(Items listed in a dataset)
:::::

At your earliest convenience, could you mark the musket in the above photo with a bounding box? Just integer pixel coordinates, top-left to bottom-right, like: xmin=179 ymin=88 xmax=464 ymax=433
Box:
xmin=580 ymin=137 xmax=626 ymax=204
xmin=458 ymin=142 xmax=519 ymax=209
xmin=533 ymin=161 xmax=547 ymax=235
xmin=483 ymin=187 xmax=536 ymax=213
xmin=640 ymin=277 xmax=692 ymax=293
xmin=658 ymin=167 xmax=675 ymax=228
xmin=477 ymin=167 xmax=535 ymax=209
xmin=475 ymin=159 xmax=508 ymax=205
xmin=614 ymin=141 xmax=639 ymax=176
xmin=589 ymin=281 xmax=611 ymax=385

:::::

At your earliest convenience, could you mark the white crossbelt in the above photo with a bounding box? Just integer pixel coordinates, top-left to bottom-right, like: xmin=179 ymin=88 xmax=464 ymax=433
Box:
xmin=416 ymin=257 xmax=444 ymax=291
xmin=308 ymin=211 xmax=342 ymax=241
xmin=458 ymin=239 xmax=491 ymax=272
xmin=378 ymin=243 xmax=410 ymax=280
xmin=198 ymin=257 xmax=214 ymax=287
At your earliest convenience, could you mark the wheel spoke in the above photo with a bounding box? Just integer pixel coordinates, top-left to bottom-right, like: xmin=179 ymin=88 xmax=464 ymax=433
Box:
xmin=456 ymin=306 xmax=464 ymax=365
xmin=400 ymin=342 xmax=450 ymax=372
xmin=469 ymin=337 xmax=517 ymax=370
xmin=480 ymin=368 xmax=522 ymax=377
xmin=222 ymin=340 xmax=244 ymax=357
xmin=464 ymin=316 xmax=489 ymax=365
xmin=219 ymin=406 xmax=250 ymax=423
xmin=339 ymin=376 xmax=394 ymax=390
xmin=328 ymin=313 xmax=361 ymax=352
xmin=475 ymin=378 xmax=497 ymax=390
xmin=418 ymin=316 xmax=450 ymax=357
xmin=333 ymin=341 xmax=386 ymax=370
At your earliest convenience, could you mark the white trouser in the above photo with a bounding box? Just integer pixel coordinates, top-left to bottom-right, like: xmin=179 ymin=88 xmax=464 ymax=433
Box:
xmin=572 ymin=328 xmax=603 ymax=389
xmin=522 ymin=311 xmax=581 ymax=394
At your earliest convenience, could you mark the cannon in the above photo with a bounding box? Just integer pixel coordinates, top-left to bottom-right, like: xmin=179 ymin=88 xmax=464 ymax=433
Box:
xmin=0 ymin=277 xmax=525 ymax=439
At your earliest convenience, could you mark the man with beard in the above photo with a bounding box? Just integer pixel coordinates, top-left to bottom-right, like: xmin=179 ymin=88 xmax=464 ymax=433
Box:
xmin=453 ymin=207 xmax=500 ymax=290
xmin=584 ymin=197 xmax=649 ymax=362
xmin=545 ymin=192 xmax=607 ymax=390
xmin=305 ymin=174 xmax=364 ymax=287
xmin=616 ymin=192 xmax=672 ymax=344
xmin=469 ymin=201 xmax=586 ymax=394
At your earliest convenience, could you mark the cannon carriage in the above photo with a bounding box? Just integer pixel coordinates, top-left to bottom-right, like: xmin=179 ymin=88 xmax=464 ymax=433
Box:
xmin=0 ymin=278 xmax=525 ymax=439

:::::

(What the task asks) Render the records from the line containing "At your earliest convenience, could you mark the musket" through the line containing "xmin=533 ymin=161 xmax=547 ymax=235", inclusive, as a JSON list of strings with one string per line and blank lines omitted.

(Written solution)
[
  "At your earliest convenience, could you mark the musket in the above photo with a bounding box? Just integer pixel coordinates, top-left to bottom-right, like: xmin=179 ymin=88 xmax=464 ymax=433",
  "Box:",
  "xmin=580 ymin=137 xmax=626 ymax=204",
  "xmin=458 ymin=142 xmax=519 ymax=209",
  "xmin=533 ymin=161 xmax=547 ymax=235"
]